**Consigna 1**: Enumera todo aquello contra lo que, según el texto sobre la Iglesia católica y las mujeres, predicaba "El Papa amigo".
**Consigna 2**: Prosigue el texto sobre la Iglesia católica y las mujeres a partir de su última oración.

**Texto de lectura**:
—————

No es casual que la iglesia católica sea hoy una de las pocas estructuras de poder en Occidente en la que no existe una sola mujer. En el siglo XXI hay médicas, toreras, ministras de la Suprema Corte, pero una misa, la ceremonia central del culto en la que los fieles comulgan con Dios, no puede ser oficiada por una monja.
“El Papa amigo”, carismático, incansable, recorrió el planeta tratando de persuadir a los ciudadanos de las democracias que se retractaran de sus nuevas libertades de elección. Llenó estadios de fieles en Europa Oriental y en Latinoamérica y África predicando contra los condones y las píldoras anticonceptivas, contra el divorcio y el amor carnal entre prójimos del mismo sexo.

—————

**Filas mostradas**:
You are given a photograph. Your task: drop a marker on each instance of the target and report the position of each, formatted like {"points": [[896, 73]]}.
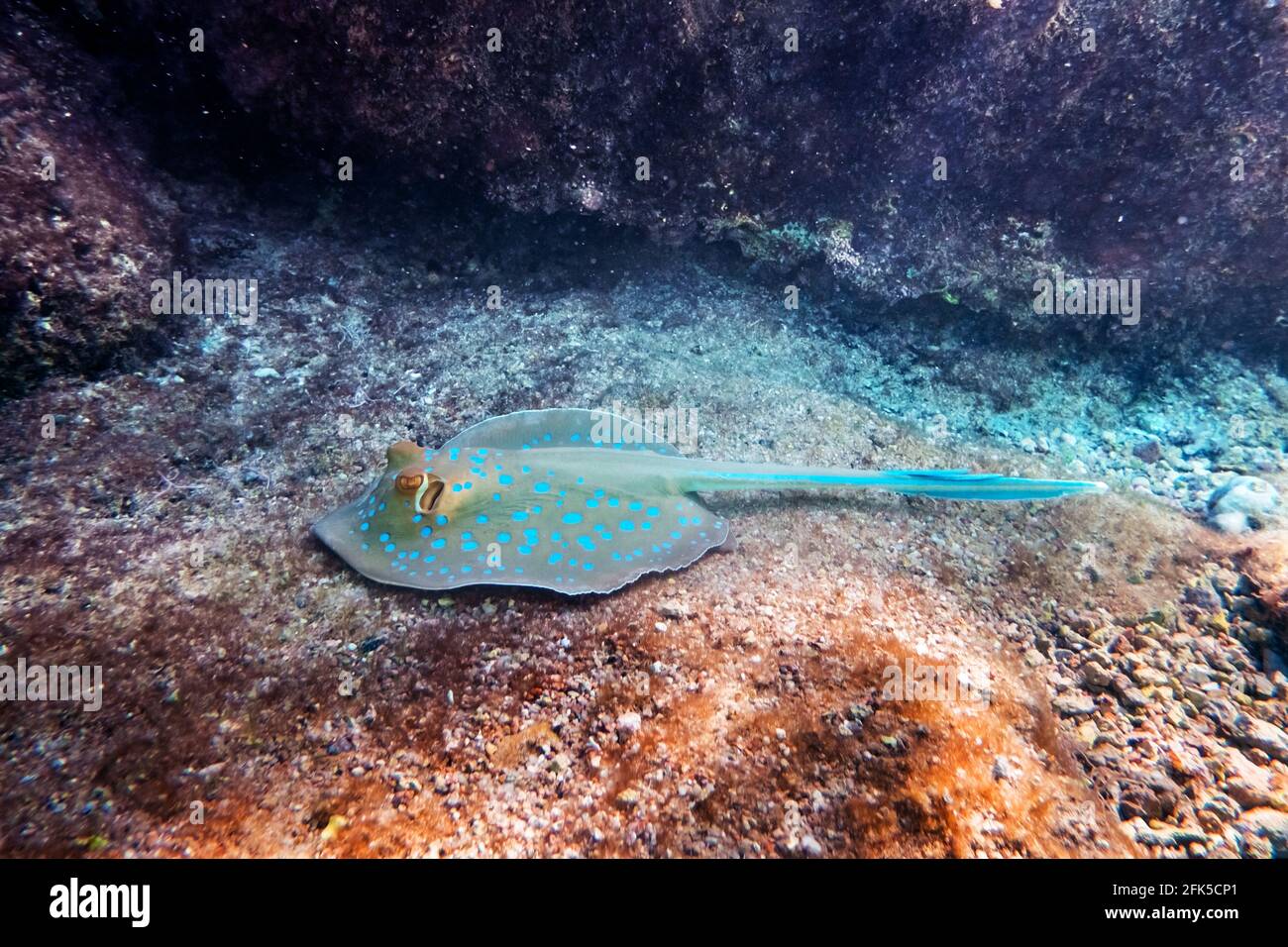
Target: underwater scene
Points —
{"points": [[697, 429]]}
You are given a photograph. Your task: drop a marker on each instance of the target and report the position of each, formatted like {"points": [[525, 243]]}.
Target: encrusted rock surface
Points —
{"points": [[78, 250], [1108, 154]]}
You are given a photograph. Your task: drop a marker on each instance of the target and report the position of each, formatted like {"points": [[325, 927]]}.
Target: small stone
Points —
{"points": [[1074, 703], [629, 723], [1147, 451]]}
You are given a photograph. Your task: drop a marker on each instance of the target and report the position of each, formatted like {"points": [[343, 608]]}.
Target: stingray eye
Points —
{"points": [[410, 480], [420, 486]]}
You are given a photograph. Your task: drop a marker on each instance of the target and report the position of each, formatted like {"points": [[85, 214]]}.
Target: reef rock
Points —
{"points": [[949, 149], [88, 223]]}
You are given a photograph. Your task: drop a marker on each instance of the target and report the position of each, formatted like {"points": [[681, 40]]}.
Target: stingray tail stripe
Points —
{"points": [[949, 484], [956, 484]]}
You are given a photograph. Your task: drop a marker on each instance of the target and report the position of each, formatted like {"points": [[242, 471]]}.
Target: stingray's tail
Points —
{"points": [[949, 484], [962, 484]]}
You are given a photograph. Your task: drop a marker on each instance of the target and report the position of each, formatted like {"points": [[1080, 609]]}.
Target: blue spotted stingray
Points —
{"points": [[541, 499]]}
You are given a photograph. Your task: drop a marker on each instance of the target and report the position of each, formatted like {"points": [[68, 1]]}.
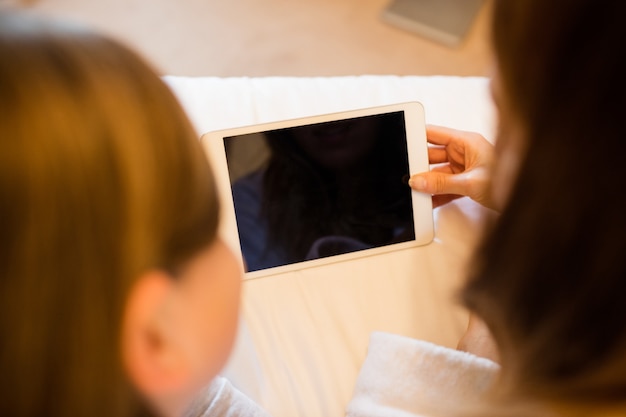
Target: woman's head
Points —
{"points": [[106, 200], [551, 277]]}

—————

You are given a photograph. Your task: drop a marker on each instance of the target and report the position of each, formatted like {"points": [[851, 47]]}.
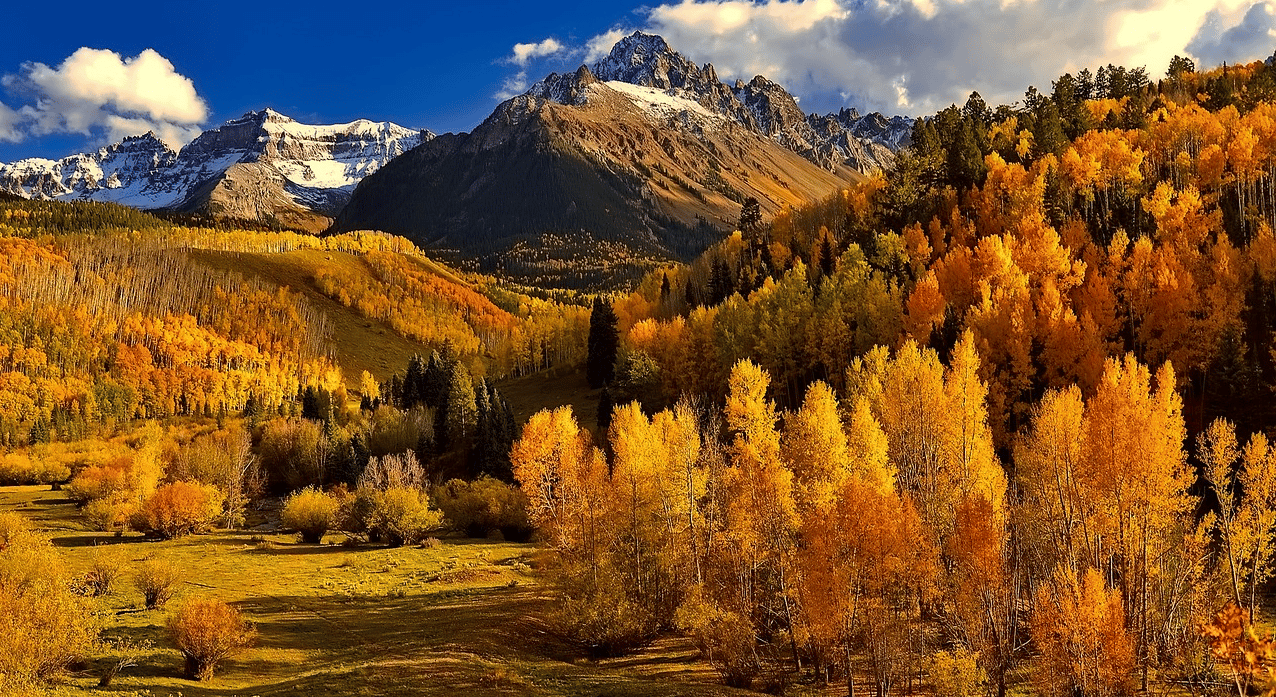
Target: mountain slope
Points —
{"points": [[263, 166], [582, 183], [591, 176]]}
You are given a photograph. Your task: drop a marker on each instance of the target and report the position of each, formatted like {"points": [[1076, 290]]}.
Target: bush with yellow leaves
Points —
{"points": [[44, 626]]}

—————

**Respuesta escrita 1**:
- Los condones
- Las píldoras anticonceptivas
- El divorcio
- El amor carnal entre prójimos del mismo sexo

**Respuesta escrita 2**:
Nada es irremediable, hasta que sucede. Otra pudo ser la postura del Vaticano en el siglo de las democracias. El Vaticano pudo haberse reformado en cuanto a los géneros como se ha reformado en otros asuntos. Y al contrario de obsesionarse contra el aborto, pudo reconsiderarlo. Después de todo en la Biblia se le menciona una sola vez, en el libro del Éxodo.
A mayor rechazo de la iglesia católica de las nuevas libertades del siglo XX, mayor la deserción de sus fieles. Y otro fenómeno se ha vuelto evidente, la relajación de la obediencia al Vaticano entre los que se declaran fieles. Acostumbrados al derecho de decidir sobre sus propias vidas, los católicos que viven en las democracias ya no obedecen ciegamente al Vicario de Dios.